PROBLEM DESCRIPTION - Copy each of the rows below word for word, leaving out the pictures.

○ ○ ○ ○ ○ ○ ○

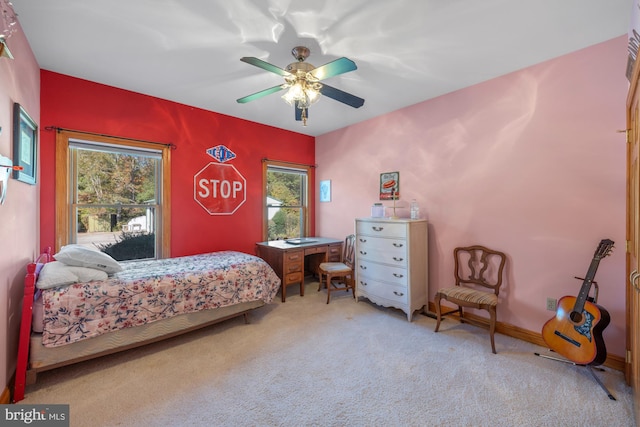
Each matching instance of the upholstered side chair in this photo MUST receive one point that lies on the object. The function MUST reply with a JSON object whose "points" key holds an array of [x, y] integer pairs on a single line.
{"points": [[339, 275], [478, 277]]}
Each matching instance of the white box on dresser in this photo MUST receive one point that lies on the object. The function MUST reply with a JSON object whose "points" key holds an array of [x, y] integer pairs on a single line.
{"points": [[392, 262]]}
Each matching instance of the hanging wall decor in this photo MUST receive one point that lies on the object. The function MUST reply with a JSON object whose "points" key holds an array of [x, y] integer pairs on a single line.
{"points": [[325, 190], [25, 145], [390, 186]]}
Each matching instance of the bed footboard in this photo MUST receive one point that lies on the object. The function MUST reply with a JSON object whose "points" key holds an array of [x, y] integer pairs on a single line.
{"points": [[25, 325]]}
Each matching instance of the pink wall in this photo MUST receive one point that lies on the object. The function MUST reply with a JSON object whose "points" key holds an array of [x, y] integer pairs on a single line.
{"points": [[77, 104], [19, 82], [529, 163]]}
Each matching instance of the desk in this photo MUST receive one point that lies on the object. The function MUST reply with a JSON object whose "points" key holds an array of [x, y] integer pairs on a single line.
{"points": [[288, 260]]}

○ ○ ○ ○ ○ ○ ○

RESPONSE TO THE EXERCISE -
Each matching instance of the upholstered side chair in this photo MUST receive one point that lies on the object. The function MUST reply with a JSON object whose "points" key holds an array of [x, y] integer pairs on a single line.
{"points": [[339, 275], [478, 277]]}
Each matching instance of the white box on dresser in this photo MUST receive one point that lies on the object. The function MUST reply with a JSON object whose "points" key holds an array of [x, y] integer pairs on a single line.
{"points": [[392, 262]]}
Each matching instance of the hanging wall decor in this photo MUST receive one point that lies on the object. The function MUST reply with a JSON object whose "points" key holds an array of [x, y] integer pairs on a single line.
{"points": [[325, 190], [25, 145], [390, 186]]}
Each matching instance of the bed footboard in this photo MUST receive one point that lies on the object. The function MUST reply with a JSON object whose "points" key holds an array of [x, y] integer pairs on a single line.
{"points": [[25, 325]]}
Each matching instance of the pink wall in this photo MUST receive one point that lies on the object. The function MUST reply with a JSON object whose "points" key holds an array of [x, y] integer pairs on a single line.
{"points": [[77, 104], [19, 82], [529, 163]]}
Each matching instance of the desk in this photo MUST receive one point that lies on the object. The function MUST reply with a JSON object whose "points" key holds an array of [x, y] integer pairs on a single line.
{"points": [[288, 260]]}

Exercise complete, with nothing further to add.